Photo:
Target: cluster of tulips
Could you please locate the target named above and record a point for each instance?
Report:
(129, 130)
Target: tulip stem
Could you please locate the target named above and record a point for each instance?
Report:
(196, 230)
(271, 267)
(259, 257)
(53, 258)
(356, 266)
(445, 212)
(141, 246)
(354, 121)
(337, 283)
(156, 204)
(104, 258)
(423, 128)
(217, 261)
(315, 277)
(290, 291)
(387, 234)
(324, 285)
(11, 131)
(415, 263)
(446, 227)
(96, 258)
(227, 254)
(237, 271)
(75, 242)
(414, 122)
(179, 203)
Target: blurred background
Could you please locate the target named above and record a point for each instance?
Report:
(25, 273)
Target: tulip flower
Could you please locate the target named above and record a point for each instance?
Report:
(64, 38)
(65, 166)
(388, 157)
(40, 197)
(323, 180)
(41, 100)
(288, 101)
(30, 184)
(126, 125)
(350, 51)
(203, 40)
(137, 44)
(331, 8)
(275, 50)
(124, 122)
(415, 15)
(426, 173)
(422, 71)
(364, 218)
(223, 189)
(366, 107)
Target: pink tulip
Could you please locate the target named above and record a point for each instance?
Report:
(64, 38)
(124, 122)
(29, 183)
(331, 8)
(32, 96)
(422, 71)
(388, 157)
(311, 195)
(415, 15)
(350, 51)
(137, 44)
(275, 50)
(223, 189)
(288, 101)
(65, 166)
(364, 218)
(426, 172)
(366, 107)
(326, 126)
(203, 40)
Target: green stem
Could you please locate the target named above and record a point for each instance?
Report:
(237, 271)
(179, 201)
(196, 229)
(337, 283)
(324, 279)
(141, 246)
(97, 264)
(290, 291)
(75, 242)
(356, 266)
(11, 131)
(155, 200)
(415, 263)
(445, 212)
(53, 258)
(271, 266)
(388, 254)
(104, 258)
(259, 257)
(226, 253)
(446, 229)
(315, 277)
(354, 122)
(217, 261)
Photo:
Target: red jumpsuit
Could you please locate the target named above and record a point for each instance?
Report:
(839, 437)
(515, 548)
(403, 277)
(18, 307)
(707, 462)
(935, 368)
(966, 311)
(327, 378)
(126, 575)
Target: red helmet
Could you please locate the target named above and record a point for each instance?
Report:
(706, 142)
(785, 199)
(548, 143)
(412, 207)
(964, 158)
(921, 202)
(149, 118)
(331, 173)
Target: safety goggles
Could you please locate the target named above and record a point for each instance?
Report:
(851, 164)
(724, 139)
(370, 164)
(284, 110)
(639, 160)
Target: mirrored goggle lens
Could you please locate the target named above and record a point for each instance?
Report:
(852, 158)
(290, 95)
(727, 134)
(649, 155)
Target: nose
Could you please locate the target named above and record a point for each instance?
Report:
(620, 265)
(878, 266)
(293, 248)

▬▬▬▬▬▬

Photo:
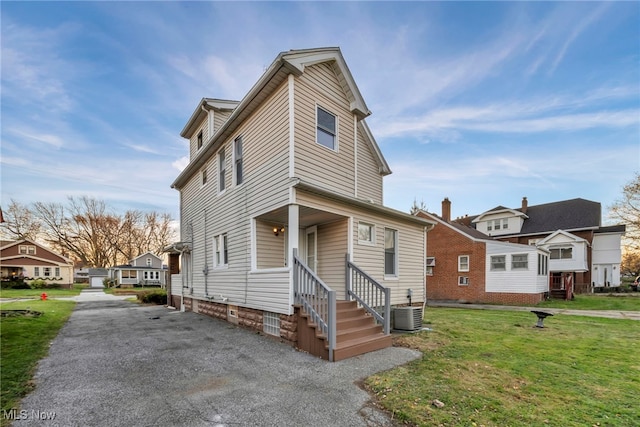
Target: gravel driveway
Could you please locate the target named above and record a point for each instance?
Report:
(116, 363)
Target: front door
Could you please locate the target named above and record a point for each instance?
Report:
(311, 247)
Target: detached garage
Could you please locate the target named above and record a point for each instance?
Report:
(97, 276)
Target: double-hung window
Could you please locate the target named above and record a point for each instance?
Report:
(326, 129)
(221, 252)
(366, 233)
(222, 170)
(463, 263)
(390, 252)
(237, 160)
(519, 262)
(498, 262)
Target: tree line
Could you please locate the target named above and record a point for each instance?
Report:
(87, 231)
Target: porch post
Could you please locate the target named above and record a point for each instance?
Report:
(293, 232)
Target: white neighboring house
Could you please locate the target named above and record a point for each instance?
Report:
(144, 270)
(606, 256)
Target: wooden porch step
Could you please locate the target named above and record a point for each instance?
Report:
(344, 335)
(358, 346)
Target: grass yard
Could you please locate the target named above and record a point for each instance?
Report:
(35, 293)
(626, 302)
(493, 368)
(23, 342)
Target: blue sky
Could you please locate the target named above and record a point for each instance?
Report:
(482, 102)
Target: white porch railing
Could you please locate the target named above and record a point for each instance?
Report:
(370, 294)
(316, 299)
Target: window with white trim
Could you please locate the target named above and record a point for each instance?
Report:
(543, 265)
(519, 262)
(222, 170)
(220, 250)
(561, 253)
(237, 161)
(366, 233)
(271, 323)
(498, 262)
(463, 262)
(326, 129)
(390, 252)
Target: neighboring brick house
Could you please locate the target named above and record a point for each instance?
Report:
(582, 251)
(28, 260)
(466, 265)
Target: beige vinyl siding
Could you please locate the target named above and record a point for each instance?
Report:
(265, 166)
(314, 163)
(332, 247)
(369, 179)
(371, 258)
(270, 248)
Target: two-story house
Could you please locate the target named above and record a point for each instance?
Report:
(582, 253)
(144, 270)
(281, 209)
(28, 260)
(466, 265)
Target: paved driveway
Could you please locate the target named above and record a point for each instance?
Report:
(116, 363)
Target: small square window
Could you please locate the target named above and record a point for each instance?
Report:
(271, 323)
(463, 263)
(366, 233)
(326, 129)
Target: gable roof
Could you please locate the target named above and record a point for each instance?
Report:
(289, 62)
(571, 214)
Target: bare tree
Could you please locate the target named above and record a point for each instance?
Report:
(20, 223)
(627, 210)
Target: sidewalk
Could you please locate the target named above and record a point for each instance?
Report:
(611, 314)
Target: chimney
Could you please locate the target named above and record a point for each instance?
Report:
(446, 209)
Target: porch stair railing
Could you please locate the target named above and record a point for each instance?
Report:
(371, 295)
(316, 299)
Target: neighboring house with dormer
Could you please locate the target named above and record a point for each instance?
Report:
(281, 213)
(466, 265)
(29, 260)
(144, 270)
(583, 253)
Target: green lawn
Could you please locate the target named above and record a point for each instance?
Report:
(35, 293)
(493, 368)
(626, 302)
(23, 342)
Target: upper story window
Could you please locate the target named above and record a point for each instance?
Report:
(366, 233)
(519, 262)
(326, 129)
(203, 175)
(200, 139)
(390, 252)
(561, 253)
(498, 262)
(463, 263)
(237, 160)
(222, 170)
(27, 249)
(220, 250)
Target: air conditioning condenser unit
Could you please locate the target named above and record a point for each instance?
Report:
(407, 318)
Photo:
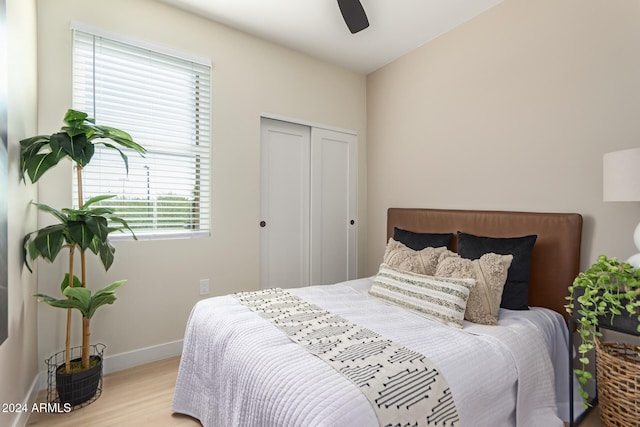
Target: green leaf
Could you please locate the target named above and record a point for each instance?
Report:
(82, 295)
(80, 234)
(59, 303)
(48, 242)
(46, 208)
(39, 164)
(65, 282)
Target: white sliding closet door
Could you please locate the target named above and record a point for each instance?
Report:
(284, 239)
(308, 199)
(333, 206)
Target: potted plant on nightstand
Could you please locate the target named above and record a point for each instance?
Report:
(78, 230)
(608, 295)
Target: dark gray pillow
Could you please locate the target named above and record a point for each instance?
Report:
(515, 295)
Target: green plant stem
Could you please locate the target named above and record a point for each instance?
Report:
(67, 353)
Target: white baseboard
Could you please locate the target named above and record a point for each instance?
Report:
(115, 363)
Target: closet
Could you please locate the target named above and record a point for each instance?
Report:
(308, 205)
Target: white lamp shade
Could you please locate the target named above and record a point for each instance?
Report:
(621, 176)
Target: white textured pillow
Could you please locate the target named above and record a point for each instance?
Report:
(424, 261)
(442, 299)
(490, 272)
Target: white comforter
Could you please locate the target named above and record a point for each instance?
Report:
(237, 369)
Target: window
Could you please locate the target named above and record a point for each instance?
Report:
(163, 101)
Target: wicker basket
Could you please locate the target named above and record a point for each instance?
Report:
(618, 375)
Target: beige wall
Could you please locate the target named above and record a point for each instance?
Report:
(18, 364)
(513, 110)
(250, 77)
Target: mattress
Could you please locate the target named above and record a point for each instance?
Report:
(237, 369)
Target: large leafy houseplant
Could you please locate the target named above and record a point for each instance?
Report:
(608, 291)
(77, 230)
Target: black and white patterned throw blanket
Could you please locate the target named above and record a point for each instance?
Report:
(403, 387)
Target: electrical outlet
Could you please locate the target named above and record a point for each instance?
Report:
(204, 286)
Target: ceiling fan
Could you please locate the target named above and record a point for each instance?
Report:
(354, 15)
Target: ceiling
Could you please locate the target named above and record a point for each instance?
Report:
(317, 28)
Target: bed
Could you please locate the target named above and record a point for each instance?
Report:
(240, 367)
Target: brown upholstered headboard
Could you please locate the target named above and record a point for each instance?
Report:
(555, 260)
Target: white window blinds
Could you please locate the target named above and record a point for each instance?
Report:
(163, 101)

▬▬▬▬▬▬

#### [THE PROBLEM]
In the entries above, find the line with "Target: red helmet" and the line with "Target: safety goggles", then set down exactly those two and every line between them, nothing else.

#### [RESPONSE]
Target: red helmet
Could you please locate the target named above and record a point for each instance?
Report:
(706, 142)
(785, 199)
(548, 143)
(412, 207)
(964, 158)
(921, 202)
(149, 118)
(331, 173)
Target: safety goggles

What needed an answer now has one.